### Source passage
---*---

This invention is in the field of buildings, and in particular in the field of buildings that are partially prefabricated.
BACKGROUNDThe construction of structures is labor-intensive and expensive. Residential homes, for example, are typically constructed entirely on their foundations. Wooden and steel frames, interior walls, exterior walls, roofs and other elements are typically all assembled from component lumber, drywall and other items, at the construction site. A wide variety of inputs, including specific materials, and specific construction skills, must be combined at the site. Particularly in the aftermath of natural disasters, such as hurricanes, tornadoes, or fires, both materials and supplies, and skilled labor, are often unavailable in the region around the construction site. The process at the site is necessarily time-consuming. As a result of the length of time to complete construction, financing costs on the property at the construction site are increased. In some construction techniques, certain components of a building are assembled at a remote location and then transported to the construction site. Partial assembly at a factory reduces the typical duration of work at the construction site, thereby reducing financing costs. The assembly can be carried out using factory labor, rather than skilled labor, thereby reducing labor costs. However, the transportation of large components, such as assembled walls, by road, results in oversized loads, which increase transportation costs substantially. In view of the transportation costs, it has generally been acknowledged that assembly of large components more than about 300 miles from the construction site is not economical. This limited range also makes it more difficult to employ factory assembly as a partial solution to local shortages of materials and skilled labor. The limited range of transportation of large components renders impractical taking advantage of considerable variations in wages between relatively distant regions. Transportation of large components by road also exposes structures to stresses not conventionally encountered by buildings.
It is an object of the invention to overcome the foregoing disadvantages of the prior art.
It is an advantage of the invention that the foregoing disadvantages of buildings and construction techniques of the prior art are overcome.
Additional objects and advantages of the invention will become evident from the detailed description which follows.

---*---

### Entries supplied

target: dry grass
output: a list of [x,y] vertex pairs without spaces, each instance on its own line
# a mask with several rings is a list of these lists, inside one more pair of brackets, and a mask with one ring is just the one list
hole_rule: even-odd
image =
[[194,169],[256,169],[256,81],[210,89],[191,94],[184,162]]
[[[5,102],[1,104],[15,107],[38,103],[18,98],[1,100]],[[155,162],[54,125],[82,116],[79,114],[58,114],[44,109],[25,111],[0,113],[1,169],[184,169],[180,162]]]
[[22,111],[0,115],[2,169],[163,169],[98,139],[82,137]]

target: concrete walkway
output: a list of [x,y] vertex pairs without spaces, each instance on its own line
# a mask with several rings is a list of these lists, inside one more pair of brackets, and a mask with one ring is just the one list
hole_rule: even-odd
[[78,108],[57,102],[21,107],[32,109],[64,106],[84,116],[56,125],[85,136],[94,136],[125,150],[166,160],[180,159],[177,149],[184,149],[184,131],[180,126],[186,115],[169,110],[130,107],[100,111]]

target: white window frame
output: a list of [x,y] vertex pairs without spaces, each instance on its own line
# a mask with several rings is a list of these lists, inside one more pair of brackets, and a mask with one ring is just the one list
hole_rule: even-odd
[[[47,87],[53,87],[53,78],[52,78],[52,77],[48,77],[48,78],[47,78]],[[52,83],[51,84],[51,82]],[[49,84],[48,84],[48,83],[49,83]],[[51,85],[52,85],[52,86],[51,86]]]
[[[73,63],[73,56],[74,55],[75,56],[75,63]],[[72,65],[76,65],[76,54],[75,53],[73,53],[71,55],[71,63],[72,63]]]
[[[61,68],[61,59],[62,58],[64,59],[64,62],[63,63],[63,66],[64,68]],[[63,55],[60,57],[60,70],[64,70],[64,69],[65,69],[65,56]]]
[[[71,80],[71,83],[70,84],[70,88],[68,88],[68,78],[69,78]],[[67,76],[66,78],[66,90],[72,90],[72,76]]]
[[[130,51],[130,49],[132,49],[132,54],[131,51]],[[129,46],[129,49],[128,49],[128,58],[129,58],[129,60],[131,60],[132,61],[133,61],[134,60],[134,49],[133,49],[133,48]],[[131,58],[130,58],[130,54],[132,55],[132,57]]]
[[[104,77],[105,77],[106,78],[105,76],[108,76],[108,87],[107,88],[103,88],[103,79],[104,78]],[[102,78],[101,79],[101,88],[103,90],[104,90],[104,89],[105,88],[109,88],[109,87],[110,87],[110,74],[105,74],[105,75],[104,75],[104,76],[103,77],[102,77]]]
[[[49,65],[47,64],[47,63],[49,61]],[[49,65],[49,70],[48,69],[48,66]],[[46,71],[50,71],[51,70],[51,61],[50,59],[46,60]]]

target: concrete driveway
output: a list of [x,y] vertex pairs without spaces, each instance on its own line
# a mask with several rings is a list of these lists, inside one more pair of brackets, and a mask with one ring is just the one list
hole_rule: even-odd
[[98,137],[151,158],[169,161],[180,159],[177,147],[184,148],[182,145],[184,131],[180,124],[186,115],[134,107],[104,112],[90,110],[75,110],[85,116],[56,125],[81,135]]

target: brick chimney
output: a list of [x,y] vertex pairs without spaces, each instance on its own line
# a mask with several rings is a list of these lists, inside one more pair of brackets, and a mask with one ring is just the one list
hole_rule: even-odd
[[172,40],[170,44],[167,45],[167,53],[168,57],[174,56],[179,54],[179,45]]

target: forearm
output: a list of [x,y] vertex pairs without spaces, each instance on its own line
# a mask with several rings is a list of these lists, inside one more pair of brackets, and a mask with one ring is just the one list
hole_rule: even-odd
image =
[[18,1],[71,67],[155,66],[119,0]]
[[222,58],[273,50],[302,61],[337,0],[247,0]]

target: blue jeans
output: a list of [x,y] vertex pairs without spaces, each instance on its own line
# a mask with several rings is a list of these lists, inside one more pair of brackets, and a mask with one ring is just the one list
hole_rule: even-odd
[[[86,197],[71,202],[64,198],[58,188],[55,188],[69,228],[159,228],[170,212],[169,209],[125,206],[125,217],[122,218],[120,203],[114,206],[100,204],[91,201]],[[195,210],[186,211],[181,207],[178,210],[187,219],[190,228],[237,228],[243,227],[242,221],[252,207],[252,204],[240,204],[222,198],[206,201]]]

---*---

### Task to complete
Rewrite the part of the prefabricated buildings passage between "It is an advantage" and "description which follows.", inclusive, putting "apparent" in place of "evident".

### Task solution
It is an advantage of the invention that the foregoing disadvantages of buildings and construction techniques of the prior art are overcome.
Additional objects and advantages of the invention will become apparent from the detailed description which follows.